(Collection entries)

+++

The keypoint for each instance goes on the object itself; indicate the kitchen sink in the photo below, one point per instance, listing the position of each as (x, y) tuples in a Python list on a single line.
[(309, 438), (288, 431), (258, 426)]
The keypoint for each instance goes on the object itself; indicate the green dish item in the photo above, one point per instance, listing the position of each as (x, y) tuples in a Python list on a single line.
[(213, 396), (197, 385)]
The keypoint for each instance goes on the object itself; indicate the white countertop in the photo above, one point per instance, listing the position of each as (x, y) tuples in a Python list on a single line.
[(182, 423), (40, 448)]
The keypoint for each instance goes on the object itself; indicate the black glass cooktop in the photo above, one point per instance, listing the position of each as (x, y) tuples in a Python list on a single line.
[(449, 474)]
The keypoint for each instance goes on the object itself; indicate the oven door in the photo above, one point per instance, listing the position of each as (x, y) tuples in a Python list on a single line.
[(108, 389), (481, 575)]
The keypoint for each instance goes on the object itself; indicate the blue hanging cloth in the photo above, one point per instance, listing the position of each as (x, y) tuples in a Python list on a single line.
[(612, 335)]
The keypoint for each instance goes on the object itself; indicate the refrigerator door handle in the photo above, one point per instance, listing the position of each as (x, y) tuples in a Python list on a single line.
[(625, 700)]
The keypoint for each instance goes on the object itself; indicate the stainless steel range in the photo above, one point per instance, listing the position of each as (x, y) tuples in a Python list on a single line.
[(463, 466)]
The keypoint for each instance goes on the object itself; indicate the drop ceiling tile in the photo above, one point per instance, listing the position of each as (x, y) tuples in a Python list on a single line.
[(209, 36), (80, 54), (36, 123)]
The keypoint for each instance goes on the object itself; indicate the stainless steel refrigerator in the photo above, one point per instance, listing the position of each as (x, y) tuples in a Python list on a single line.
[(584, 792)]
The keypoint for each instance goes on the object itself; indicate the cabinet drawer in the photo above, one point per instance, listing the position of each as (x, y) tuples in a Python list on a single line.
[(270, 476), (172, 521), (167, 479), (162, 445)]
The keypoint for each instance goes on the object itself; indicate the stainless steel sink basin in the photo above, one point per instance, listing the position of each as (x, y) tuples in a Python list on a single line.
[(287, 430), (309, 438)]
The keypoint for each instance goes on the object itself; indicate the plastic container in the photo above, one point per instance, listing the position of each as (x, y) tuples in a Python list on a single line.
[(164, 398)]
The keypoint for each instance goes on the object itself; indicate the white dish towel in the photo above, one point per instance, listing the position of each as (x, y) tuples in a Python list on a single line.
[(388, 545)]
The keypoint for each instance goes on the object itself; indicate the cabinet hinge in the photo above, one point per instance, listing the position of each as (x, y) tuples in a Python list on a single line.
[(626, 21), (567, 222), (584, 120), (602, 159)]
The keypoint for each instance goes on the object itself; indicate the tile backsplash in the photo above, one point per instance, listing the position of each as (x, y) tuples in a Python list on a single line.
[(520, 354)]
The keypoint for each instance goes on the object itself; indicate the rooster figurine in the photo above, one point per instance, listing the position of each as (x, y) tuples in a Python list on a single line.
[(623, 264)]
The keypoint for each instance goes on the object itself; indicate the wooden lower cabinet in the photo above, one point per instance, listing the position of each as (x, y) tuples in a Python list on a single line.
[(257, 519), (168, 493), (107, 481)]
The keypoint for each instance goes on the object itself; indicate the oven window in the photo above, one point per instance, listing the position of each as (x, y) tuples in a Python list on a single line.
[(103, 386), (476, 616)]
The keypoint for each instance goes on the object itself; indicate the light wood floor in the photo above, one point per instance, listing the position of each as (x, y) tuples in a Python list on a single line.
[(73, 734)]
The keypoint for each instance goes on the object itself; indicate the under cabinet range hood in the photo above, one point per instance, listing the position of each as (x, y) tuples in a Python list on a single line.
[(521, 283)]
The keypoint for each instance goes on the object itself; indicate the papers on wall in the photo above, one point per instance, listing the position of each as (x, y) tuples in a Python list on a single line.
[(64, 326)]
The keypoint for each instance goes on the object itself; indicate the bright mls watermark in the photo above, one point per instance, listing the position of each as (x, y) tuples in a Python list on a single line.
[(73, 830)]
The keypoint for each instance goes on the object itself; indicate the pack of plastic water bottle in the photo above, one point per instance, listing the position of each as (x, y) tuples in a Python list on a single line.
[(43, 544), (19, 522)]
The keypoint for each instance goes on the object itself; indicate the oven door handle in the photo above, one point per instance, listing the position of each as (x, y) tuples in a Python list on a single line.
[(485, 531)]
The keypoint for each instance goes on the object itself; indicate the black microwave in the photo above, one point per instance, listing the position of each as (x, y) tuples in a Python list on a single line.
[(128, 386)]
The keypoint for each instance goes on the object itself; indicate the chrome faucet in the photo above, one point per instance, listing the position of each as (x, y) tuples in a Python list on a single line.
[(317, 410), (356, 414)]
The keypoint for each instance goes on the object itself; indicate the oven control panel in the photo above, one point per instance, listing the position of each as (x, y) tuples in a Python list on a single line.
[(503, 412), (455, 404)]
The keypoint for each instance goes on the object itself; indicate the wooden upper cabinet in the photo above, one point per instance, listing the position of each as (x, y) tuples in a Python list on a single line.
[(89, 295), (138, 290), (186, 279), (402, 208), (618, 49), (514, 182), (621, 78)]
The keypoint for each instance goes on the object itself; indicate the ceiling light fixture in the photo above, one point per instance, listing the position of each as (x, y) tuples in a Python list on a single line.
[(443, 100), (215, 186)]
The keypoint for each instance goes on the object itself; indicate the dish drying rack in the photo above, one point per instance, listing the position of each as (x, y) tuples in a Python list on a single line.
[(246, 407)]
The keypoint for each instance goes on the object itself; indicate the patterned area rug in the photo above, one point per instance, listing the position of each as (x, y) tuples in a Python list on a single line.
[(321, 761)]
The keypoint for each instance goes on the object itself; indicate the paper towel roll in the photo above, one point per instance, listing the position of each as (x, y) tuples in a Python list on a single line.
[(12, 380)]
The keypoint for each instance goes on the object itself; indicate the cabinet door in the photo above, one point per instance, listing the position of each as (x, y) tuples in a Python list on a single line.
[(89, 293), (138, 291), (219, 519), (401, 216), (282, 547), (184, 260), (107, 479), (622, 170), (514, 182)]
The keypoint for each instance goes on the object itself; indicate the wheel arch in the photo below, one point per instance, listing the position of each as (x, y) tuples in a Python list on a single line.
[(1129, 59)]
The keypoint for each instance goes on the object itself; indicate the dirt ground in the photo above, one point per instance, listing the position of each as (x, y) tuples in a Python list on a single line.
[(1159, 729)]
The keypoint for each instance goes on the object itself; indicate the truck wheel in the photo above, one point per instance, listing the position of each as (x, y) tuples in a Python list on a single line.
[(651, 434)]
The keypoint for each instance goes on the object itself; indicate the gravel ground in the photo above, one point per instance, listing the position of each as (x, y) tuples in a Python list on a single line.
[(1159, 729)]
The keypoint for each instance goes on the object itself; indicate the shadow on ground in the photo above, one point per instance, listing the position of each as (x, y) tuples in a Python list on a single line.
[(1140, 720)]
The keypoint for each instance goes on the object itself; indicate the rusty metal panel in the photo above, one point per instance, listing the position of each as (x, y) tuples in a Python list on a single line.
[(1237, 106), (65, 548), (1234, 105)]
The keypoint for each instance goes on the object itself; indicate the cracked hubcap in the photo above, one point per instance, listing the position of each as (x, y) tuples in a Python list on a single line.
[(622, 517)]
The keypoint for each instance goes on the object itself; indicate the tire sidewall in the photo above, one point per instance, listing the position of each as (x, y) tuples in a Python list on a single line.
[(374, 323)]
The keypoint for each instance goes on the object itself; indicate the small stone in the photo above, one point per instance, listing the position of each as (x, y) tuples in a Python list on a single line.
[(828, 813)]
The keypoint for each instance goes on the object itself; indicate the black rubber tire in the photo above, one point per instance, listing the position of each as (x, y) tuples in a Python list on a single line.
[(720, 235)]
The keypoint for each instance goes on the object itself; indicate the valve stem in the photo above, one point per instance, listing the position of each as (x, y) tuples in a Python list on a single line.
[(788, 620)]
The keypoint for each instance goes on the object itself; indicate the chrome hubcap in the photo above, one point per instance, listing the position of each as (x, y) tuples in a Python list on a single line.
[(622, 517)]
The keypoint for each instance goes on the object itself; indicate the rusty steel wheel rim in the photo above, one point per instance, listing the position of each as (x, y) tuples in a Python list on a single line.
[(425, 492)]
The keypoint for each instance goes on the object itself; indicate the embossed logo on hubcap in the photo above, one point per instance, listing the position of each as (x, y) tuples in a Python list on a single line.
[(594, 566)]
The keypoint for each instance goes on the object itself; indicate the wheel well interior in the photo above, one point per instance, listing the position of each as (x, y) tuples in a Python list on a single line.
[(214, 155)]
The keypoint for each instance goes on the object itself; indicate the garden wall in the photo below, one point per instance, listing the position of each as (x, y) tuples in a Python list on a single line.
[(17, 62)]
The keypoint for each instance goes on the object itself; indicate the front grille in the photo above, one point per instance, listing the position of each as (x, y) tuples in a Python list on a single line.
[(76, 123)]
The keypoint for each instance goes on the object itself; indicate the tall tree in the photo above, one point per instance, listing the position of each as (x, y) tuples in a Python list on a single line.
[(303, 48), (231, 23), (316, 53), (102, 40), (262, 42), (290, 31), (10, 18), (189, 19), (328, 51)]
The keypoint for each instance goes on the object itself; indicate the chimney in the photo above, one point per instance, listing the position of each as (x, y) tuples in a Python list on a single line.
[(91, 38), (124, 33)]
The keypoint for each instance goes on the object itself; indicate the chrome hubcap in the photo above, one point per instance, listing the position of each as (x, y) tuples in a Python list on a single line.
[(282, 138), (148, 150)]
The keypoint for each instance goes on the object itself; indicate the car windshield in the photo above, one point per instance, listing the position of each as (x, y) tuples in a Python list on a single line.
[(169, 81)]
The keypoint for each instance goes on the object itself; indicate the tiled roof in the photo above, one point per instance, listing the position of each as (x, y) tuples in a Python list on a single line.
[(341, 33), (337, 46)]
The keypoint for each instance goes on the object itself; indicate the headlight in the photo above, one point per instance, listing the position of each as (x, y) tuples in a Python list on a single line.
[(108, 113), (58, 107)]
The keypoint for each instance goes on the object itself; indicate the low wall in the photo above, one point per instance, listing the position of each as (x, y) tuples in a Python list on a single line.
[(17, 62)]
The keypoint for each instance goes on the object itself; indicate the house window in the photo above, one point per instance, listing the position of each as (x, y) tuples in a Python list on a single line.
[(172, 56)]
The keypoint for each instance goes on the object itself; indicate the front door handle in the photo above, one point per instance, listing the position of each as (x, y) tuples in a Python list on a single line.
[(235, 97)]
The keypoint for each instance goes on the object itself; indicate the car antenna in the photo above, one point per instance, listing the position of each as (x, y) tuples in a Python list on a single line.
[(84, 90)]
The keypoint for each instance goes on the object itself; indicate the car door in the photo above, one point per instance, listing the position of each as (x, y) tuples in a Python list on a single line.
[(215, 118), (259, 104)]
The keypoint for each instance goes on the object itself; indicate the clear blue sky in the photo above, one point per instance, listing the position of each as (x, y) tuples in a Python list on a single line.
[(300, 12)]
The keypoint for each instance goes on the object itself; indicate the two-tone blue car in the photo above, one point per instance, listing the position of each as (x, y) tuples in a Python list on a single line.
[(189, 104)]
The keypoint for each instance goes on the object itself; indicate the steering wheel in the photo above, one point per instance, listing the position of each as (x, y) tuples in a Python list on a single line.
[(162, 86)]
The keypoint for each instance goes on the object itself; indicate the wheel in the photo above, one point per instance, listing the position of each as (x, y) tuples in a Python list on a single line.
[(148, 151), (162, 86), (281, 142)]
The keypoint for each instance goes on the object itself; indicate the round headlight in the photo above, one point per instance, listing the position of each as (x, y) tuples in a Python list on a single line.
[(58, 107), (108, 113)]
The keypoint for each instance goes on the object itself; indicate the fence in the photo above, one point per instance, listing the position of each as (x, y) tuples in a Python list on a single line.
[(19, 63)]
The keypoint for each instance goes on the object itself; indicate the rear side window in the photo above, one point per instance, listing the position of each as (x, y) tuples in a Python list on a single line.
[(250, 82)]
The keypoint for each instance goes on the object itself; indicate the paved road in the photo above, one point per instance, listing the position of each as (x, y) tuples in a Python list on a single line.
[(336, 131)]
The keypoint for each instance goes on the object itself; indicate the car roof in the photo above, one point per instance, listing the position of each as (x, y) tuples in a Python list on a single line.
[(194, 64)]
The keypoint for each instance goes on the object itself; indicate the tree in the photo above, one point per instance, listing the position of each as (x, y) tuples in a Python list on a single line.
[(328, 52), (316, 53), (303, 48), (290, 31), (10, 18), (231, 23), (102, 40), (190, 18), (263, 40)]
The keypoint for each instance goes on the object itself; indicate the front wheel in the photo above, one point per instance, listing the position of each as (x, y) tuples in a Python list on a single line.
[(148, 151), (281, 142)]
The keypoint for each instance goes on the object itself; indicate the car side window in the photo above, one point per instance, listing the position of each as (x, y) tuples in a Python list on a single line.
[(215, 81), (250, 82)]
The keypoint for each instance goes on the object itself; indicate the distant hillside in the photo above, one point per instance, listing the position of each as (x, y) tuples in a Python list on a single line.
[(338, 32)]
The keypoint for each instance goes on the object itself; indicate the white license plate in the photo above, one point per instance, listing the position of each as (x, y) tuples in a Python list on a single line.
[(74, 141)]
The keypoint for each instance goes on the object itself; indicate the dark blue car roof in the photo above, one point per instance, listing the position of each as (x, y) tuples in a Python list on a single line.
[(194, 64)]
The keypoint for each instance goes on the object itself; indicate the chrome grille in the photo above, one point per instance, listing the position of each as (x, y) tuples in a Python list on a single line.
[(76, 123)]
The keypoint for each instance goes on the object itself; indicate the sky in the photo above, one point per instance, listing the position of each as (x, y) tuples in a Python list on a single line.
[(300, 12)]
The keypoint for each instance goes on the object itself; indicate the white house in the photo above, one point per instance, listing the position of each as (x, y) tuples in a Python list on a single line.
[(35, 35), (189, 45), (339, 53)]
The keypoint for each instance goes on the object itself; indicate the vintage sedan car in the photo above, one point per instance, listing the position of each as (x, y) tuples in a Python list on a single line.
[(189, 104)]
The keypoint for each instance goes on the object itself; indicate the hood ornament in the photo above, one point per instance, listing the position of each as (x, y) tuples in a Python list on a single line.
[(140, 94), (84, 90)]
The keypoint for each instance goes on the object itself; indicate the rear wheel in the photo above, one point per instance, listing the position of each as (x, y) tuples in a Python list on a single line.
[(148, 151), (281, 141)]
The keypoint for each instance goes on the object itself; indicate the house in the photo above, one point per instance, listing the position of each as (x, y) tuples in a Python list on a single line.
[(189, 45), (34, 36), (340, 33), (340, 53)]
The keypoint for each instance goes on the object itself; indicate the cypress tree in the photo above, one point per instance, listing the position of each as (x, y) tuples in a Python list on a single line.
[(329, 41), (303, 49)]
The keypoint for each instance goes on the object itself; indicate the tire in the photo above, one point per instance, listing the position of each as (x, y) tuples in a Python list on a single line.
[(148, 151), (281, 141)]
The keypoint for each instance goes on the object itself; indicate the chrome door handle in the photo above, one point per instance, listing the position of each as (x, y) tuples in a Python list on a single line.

+++

Prompt:
Copy out the lines above, from the one holding "the house in" through the final line, with no other lines.

Finished task:
The keypoint for each instance goes on the object itself; indicate the house in the photo above, one point per instance, listing the position of each as (x, y) tuples in a Python list on a single line.
[(189, 45), (34, 36), (340, 33), (340, 53)]
The keypoint for each instance goes on the object itself; indicate the cypress tree in the photo above, one point per instance, listing the position of each as (x, y) tuples in a Python list on a single line.
[(329, 41), (303, 49)]
The keypoint for each instance goes on the object itself; indicate the tire in the photo above, one point per instance, listing the position of each as (x, y) tuples in a Python list on a single line.
[(148, 151), (281, 141)]
The keypoint for each instance goes on the object itself; indicate the chrome door handle in the photo above, one point per instance, listing the position of each as (x, y) tuples in a Python list on a single line.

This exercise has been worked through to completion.